• [Passage to read]
** start **

# Porg Fursona



## Kiaara (Dec 27, 2017)

Ya'll thought I was joking in open chat
I think not.
I am developing a Porg Fursona.
This is happening.
I'm naming it Tina or fluffy fluffingson the fifth.
I need help with the art, if anyone is willing :/​


----------



## Deleted member 115426 (Dec 29, 2017)

Time to kill myself. But I'm a nice guy so I wull always say good luck!  Seriously though, hope you find someone to do it because I wanna see this for some reason and I don't know why. Lol


----------



## ellaerna (Dec 29, 2017)

Now I'm just imagining a porg but with super long, sexy lady legs.


----------



## Kiaara (Dec 29, 2017)

ellaerna said:


> Now I'm just imagining a porg but with super long, sexy lady legs.


But a porg is a short and fat-

Oh god now i'm imagining it


----------



## Maxxumus (Dec 29, 2017)

ellaerna said:


> Now I'm just imagining a porg but with super long, sexy lady legs.


Don't Forget the Absurd Fishnet Stockings to, Can't have Absurd Sexy Lady Legs on None Sexy Lady Things without Absurd Fishnet Stockings.


----------



## ellaerna (Dec 29, 2017)

KiaraTC said:


> But a porg is a short and fat-
> 
> Oh god now i'm imagining it


You're welcome 



Maxxumus said:


> Don't Forget the Absurd Fishnet Stockings to, Can't have Absurd Sexy Lady Legs on None Sexy Lady Things without Absurd Fishnet Stockings.


OMG YES!! thigh high fishnet stockings with garter clips that don't attach to anything! And black pumps! At least 3 inches!


----------



## Kiaara (Dec 29, 2017)

Maxxumus said:


> Don't Forget the Absurd Fishnet Stockings to, Can't have Absurd Sexy Lady Legs on None Sexy Lady Things without Absurd Fishnet Stockings.


----------



## Maxxumus (Dec 29, 2017)

ellaerna said:


> You're welcome
> 
> 
> OMG YES!! thigh high fishnet stockings with garter clips that don't attach to anything! And black pumps! At least 3 inches!


Let's get a bit Crazy with it, At Least 4 inches! And Slap some Eyeliner and Mascara on it.

** end **

[Records from a point labeling set]
** start **

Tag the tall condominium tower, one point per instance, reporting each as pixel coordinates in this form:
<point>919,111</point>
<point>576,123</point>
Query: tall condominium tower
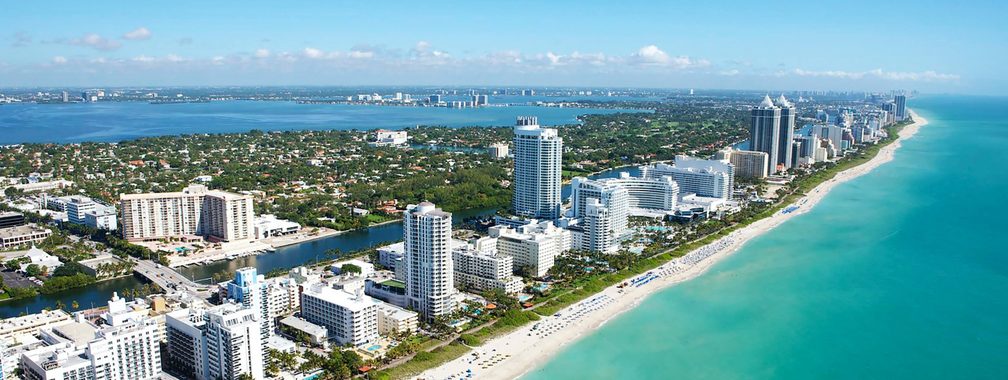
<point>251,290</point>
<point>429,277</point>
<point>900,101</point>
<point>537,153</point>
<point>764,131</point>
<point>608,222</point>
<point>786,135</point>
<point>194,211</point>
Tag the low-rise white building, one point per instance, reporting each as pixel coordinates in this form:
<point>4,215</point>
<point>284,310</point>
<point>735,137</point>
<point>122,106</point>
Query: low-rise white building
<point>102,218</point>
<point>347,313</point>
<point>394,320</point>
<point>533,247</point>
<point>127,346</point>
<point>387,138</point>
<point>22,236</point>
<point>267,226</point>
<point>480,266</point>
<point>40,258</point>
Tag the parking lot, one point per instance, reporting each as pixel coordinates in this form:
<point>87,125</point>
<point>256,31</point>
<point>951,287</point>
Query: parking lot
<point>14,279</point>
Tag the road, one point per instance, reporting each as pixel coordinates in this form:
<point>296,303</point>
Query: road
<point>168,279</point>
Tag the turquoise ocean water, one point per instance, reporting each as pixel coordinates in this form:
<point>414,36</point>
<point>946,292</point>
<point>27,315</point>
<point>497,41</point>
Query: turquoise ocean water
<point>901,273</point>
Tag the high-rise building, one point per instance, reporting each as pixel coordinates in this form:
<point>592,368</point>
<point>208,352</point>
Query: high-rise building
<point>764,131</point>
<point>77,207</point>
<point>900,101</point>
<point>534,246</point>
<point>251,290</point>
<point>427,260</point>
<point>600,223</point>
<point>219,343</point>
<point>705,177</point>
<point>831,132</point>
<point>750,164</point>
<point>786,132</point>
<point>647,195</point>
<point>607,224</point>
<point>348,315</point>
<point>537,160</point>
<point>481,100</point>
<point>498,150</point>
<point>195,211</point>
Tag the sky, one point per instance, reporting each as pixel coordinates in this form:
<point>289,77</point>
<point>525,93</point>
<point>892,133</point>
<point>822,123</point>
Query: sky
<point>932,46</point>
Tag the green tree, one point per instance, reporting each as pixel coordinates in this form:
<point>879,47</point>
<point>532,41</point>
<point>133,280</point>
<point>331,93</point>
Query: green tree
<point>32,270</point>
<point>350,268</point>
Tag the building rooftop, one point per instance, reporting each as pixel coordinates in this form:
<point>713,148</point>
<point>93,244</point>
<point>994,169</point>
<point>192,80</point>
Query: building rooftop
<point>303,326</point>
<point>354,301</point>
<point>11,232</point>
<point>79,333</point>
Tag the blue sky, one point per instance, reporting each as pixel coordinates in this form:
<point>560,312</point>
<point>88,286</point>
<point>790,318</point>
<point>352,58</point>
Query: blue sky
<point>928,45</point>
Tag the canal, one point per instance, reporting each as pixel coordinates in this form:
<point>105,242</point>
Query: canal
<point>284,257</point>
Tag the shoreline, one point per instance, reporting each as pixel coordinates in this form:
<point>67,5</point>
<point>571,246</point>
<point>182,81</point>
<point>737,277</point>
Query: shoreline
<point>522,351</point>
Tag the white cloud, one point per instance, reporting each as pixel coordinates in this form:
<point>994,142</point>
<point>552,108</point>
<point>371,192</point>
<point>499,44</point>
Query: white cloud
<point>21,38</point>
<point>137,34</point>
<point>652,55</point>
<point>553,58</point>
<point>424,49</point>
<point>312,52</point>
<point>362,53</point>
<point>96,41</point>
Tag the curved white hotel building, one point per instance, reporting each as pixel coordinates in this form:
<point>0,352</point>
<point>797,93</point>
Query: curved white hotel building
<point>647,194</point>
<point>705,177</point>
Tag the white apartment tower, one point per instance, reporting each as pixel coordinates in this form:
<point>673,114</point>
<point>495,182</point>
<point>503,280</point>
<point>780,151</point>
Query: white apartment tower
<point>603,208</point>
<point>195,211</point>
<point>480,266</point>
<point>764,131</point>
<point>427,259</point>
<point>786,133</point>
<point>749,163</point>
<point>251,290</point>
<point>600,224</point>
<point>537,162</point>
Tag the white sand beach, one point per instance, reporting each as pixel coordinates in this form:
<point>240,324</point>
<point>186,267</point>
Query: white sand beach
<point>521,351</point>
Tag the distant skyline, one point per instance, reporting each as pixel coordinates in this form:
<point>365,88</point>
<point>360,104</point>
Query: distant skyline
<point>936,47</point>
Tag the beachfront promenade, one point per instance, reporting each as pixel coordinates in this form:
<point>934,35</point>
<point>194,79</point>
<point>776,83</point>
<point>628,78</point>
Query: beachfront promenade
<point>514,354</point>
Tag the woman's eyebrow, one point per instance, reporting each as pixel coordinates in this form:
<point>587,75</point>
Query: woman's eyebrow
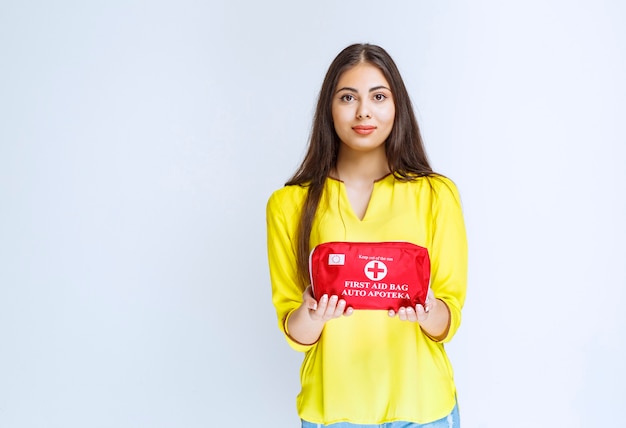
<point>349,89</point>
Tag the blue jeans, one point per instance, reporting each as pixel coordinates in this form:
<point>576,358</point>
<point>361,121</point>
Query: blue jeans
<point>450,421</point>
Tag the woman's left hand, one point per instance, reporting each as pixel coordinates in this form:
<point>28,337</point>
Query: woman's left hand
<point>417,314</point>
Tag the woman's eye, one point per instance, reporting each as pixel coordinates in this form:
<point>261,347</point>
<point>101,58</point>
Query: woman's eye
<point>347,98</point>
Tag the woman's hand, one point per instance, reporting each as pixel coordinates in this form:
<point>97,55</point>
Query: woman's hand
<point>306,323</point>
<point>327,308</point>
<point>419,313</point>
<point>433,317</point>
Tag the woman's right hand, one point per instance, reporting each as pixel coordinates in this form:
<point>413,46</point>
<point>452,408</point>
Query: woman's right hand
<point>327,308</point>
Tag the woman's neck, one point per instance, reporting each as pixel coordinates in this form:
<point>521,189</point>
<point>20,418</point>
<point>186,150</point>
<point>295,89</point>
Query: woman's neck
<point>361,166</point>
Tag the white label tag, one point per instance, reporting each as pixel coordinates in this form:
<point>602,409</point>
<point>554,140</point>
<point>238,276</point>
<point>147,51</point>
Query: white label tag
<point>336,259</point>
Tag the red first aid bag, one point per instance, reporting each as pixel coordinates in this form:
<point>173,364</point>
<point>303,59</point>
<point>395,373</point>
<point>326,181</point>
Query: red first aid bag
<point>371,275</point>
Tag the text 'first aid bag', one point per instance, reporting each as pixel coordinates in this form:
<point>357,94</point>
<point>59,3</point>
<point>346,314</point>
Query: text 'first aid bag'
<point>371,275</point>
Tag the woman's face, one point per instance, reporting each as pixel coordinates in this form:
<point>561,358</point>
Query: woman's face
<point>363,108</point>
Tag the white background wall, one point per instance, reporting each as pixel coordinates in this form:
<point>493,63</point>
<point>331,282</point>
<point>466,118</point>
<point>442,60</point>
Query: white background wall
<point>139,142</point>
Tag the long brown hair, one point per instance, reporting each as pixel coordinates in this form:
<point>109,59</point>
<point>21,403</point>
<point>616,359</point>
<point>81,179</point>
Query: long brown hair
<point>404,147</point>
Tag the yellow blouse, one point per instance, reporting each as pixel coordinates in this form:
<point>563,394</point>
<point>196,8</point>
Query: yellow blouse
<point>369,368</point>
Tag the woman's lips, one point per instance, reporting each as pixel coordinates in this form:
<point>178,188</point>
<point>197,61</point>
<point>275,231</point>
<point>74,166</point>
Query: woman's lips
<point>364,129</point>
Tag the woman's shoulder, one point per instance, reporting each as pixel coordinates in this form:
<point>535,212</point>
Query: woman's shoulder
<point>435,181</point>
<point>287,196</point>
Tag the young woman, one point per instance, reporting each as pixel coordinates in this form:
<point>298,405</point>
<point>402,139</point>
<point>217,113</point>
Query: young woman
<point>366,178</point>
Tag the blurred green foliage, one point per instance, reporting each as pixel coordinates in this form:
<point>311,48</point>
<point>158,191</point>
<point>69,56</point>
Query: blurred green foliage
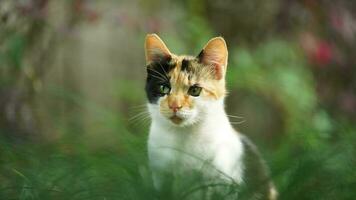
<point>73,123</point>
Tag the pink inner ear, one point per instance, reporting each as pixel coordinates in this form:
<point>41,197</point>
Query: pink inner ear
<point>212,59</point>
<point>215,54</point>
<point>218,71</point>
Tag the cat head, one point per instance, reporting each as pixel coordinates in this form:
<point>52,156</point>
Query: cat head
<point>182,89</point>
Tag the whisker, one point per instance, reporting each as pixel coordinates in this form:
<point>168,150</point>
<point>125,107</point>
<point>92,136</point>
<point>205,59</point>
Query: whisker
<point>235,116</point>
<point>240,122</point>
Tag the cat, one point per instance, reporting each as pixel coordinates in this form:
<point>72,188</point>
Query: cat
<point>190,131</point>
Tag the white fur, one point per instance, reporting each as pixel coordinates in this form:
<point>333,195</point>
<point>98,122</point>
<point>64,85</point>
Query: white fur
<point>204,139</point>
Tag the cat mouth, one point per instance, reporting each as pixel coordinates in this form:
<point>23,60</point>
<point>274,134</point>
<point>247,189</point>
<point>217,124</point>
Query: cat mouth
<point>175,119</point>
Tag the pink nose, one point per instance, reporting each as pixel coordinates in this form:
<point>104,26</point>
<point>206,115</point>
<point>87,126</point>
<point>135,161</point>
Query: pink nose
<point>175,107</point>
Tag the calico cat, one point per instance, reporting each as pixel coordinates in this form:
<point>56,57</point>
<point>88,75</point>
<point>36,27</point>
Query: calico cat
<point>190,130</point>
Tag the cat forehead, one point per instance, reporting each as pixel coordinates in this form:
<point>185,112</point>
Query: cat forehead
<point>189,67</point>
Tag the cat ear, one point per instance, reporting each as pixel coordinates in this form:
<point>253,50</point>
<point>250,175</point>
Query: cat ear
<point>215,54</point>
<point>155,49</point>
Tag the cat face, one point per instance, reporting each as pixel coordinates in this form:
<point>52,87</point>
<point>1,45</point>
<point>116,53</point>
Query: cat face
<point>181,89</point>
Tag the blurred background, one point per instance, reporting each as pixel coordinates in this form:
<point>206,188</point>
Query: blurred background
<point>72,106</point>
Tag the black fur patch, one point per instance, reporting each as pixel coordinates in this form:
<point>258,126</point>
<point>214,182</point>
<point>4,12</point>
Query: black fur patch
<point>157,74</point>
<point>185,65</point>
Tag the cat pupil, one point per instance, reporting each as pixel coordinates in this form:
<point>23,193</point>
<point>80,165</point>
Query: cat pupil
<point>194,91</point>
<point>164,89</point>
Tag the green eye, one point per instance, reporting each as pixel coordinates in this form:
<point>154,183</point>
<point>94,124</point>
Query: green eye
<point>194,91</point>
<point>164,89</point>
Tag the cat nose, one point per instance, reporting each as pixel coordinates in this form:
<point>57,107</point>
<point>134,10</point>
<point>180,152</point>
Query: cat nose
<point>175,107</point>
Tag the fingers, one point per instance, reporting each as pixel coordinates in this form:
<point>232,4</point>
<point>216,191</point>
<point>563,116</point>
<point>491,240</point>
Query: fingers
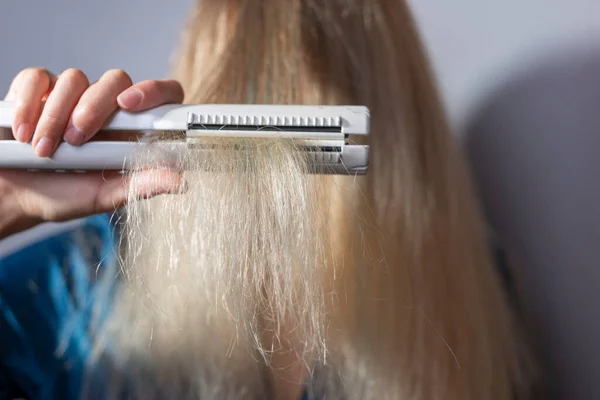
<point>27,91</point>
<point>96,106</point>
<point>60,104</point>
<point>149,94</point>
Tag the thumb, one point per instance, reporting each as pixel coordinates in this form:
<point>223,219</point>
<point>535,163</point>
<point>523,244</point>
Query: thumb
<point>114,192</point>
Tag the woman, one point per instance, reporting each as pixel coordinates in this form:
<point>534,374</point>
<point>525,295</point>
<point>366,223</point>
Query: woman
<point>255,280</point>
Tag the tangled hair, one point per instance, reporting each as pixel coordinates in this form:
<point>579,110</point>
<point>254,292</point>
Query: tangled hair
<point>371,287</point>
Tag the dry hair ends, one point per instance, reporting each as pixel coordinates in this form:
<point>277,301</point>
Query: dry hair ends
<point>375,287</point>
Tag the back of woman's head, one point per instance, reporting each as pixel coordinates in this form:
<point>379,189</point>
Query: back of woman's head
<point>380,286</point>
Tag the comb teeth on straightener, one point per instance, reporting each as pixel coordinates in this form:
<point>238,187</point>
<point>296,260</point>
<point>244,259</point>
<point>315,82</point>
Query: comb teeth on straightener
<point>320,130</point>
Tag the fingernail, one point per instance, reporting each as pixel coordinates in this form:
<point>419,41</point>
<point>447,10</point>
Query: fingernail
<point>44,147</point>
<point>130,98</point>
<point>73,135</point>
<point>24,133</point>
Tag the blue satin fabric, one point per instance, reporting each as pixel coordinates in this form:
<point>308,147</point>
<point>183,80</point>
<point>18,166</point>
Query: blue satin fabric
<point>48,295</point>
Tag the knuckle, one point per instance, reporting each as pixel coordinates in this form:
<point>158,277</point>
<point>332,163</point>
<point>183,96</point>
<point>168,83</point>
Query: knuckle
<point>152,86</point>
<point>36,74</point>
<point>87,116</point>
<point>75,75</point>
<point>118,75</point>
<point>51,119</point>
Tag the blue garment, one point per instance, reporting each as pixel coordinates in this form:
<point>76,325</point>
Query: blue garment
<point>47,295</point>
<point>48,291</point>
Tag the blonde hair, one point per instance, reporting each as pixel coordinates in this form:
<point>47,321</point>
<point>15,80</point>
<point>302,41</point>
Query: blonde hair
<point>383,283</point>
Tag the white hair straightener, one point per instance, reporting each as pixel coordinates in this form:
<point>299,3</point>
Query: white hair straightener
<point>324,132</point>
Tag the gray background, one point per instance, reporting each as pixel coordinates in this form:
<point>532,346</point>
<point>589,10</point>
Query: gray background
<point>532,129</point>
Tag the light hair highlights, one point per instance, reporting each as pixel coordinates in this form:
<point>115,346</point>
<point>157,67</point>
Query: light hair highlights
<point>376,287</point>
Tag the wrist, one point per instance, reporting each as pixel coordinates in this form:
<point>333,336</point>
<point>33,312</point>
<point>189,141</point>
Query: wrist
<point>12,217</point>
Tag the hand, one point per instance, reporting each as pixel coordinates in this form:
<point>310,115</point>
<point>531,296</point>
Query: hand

** end **

• [Brief 1] Write out the lines of the records from the line with "Tag the dry" up to and including the line with "<point>320,130</point>", copying them character for character.
• [Brief 2] Write the next part of the Porg fursona forum thread, starting after its last post.
The forum thread and the records have no connection to each other.

• [Exercise response 1]
Tag the dry hair ends, one point per instance, reporting each as pixel coordinates in this form:
<point>277,301</point>
Query: dry hair ends
<point>375,287</point>
Tag the back of woman's head, one point per instance, reporting each as pixel coordinates in this form:
<point>379,189</point>
Query: back of woman's head
<point>380,286</point>
Tag the comb teeth on straightener, one point per instance, reporting each as pixel coordinates in this form:
<point>238,187</point>
<point>296,260</point>
<point>244,259</point>
<point>315,82</point>
Query: comb teeth on straightener
<point>320,130</point>

• [Exercise response 2]
----------



## Maxxumus (Dec 29, 2017)

KiaraTC said:


> View attachment 25834


That, was, Exactly the scene I was picturing with This.


----------



## ellaerna (Dec 29, 2017)

This is more what I had in mind (nsfw??)

edit: make sure you scroll down to the end.


----------



## Casey Fluffbat (Dec 29, 2017)

ellaerna said:


> This is more what I had in mind (nsfw??)
> 
> edit: make sure you scroll down to the end.


Is that an entire tumblr devoted to drawings of bedsheet ghosts with hot legs?


----------



## ellaerna (Dec 29, 2017)

MadKiyo said:


> Is that an entire tumblr devoted to drawings of bedsheet ghosts with hot legs?


So the one I linked is not (it's a kink blog, so be aware of that) and the blog that posted all the pictures, "nerojen", does not seem to be what it once was. Searching their archive, it seems that someone else took over that blog. Sad.


----------



## Crimcyan (Dec 29, 2017)

I wonder if there is stuff on r34 for porg's....


----------



## Deleted member 115426 (Dec 29, 2017)

Crimcyan said:


> I wonder if there is stuff on r34 for porg's....


Oh lord


----------



## Kiaara (Dec 29, 2017)

I like how this is an extremely unclean topic.... On a thread made by a fourteen year old XD


----------



## Casey Fluffbat (Dec 29, 2017)

ellaerna said:


> So the one I linked is not (it's a kink blog, so be aware of that) and the blog that posted all the pictures, "nerojen", does not seem to be what it once was. Searching their archive, it seems that someone else took over that blog. Sad.


I still cannot into tumblr, the way they lay things out confuses me.


----------



## ellaerna (Dec 29, 2017)

KiaraTC said:


> I like how this is an extremely unclean topic.... On a thread made by a fourteen year old XD


Oh sh*t. Sorry.


----------



## Crimcyan (Dec 29, 2017)

KiaraTC said:


> I like how this is an extremely unclean topic.... On a thread made by a fourteen year old XD


You posted on a furry forum what did you expect xD


----------



## ellaerna (Dec 29, 2017)

MadKiyo said:


> I still cannot into tumblr, the way they lay things out confuses me.


Yeah..... It's gotten better, but this post still has the old way of pushing everything to the side which sucks.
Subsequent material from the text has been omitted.